[YOUR GOAL] The required output is the exact run of lines below that opens at the line with "Target: large sail" and closes at the line with "Target: mast".

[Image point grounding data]
=== Begin Enclosure ===

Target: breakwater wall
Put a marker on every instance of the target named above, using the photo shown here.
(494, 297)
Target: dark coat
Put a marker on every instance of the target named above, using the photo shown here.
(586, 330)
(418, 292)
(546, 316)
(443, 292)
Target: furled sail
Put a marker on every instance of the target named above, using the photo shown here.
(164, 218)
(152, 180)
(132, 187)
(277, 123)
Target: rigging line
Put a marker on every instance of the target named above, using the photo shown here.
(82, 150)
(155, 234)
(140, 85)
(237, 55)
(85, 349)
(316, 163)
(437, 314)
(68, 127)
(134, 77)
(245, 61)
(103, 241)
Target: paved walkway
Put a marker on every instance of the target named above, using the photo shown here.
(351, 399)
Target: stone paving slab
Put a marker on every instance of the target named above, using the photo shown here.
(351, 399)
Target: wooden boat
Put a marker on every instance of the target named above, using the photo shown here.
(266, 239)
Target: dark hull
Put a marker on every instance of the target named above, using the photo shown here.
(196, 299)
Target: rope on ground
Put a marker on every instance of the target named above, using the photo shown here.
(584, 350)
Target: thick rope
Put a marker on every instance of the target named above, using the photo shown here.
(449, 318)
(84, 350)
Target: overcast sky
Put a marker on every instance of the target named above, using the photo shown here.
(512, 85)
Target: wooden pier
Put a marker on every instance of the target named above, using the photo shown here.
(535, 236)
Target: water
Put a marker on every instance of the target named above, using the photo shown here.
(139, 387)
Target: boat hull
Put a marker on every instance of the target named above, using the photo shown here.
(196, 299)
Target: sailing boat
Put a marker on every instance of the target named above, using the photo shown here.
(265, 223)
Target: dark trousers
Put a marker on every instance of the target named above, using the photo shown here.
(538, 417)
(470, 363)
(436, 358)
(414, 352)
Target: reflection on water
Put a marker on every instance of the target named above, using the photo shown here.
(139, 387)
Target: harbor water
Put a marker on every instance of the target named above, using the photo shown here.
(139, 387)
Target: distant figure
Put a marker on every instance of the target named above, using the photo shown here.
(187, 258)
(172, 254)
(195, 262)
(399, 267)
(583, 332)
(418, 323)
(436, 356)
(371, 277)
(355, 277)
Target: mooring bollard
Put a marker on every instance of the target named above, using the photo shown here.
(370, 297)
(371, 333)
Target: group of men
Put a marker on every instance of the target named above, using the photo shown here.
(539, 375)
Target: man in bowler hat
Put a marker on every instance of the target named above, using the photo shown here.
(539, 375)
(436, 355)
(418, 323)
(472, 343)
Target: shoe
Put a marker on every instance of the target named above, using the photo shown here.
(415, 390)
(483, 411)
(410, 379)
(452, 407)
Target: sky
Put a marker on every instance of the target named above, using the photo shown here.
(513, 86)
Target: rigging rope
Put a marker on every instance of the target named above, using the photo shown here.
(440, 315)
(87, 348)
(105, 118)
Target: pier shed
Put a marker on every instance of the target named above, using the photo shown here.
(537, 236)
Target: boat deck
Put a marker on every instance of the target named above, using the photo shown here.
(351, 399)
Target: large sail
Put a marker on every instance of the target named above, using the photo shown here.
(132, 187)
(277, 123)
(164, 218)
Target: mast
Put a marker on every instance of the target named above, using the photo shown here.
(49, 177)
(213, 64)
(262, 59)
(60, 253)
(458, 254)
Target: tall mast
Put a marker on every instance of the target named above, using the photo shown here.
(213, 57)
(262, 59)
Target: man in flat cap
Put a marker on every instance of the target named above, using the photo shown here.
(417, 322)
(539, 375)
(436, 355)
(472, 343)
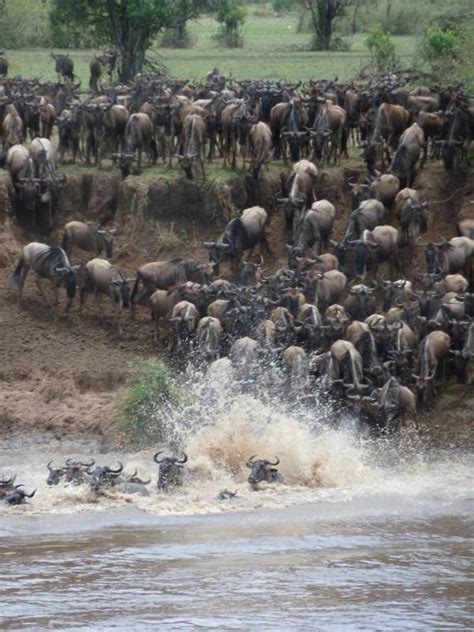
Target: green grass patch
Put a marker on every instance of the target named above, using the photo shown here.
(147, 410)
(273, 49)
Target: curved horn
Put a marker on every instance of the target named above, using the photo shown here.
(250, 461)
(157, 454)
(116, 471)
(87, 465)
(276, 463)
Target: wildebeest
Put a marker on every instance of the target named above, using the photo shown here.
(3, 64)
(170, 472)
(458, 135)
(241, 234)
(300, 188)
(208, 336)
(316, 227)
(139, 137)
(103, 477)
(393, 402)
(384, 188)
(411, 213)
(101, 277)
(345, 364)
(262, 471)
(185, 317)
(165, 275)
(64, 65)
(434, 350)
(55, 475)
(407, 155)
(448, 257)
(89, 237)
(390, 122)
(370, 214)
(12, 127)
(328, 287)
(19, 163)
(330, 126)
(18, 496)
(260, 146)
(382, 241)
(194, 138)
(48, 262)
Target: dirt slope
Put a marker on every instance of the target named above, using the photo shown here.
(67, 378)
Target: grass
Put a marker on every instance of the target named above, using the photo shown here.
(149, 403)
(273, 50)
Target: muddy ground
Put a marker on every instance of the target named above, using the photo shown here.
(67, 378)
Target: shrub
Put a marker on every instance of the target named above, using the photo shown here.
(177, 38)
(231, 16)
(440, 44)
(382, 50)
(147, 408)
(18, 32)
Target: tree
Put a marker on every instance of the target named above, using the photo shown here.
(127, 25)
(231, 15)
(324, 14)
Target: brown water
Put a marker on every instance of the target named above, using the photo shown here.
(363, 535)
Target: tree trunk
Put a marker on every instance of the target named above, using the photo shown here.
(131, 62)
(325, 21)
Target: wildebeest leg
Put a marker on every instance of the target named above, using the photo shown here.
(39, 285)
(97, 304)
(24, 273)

=== End Enclosure ===
=== Begin Enclosure ===

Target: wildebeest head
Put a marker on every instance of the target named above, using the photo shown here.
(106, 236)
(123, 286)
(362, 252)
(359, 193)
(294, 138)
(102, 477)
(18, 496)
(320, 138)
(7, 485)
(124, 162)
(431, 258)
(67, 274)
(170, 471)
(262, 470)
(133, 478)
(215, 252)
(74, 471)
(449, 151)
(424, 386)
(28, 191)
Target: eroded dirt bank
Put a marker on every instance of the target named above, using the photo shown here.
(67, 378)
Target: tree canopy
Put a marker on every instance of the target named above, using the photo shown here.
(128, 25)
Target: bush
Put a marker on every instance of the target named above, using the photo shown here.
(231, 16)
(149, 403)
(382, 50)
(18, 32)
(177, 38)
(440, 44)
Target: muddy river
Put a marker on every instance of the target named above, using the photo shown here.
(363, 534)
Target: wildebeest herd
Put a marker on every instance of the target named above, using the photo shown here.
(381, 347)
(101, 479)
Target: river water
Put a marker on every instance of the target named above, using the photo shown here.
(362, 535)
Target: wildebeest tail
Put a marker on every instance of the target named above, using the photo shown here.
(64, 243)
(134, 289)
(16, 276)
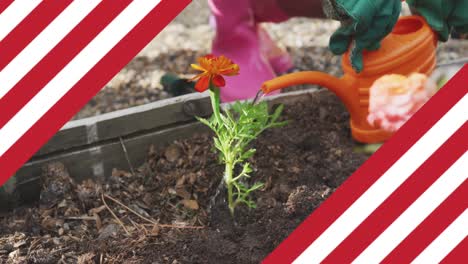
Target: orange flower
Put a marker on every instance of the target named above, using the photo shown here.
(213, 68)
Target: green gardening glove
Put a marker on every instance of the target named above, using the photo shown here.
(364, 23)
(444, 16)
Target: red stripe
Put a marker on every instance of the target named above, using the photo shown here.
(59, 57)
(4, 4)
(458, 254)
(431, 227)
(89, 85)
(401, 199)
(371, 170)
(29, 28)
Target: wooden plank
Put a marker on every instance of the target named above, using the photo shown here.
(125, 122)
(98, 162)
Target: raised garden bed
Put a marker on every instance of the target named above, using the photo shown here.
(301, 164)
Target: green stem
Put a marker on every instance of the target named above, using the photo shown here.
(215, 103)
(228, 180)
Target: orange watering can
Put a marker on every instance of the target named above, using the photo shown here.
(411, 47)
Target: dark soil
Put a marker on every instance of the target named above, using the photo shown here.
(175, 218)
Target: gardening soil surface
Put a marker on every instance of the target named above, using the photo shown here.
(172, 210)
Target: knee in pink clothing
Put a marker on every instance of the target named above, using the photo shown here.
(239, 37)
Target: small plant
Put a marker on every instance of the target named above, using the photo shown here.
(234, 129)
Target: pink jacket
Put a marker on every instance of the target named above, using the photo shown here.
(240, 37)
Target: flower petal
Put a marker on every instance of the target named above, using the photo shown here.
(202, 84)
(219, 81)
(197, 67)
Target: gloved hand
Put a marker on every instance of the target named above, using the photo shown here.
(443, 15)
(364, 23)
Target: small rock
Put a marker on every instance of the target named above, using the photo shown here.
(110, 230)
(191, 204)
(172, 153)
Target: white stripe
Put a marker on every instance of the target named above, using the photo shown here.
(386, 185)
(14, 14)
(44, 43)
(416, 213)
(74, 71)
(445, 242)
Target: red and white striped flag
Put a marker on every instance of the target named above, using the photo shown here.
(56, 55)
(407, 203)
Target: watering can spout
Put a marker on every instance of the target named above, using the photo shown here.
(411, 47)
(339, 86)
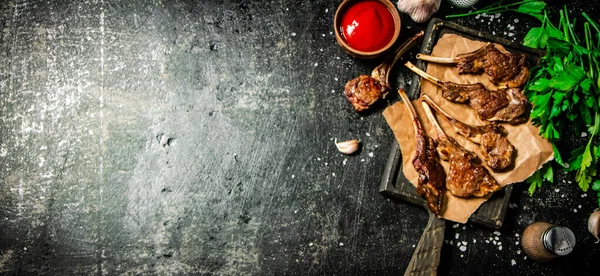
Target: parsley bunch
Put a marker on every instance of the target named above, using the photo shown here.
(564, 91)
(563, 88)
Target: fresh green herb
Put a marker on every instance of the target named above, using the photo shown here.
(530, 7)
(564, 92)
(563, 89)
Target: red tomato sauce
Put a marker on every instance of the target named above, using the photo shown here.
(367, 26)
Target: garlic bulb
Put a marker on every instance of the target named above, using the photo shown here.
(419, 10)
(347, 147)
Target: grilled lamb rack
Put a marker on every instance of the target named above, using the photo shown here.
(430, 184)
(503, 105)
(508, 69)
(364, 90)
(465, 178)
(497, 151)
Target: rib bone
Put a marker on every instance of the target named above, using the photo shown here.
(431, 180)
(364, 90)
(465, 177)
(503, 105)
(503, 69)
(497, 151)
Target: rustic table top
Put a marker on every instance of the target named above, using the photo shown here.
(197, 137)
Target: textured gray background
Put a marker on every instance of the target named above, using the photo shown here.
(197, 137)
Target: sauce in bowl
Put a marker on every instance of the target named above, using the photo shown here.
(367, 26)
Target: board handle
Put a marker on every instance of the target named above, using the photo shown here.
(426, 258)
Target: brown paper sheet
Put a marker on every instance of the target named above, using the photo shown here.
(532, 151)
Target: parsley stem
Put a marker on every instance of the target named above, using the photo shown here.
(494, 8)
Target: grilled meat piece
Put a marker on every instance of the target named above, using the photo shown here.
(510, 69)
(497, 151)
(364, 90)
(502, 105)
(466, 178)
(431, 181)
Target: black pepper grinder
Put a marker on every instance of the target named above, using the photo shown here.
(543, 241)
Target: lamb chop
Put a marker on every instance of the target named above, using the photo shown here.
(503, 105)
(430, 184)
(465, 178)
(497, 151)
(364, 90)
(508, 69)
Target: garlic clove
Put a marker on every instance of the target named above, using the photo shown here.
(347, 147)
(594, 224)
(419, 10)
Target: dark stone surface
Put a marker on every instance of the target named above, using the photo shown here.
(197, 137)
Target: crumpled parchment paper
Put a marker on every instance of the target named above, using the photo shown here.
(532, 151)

=== End Enclosure ===

[SOLUTION FOR THIS PROBLEM]
Target: large sail
Put a marker on every instance of the target named above, using the photo shown here.
(132, 187)
(277, 123)
(164, 218)
Target: mast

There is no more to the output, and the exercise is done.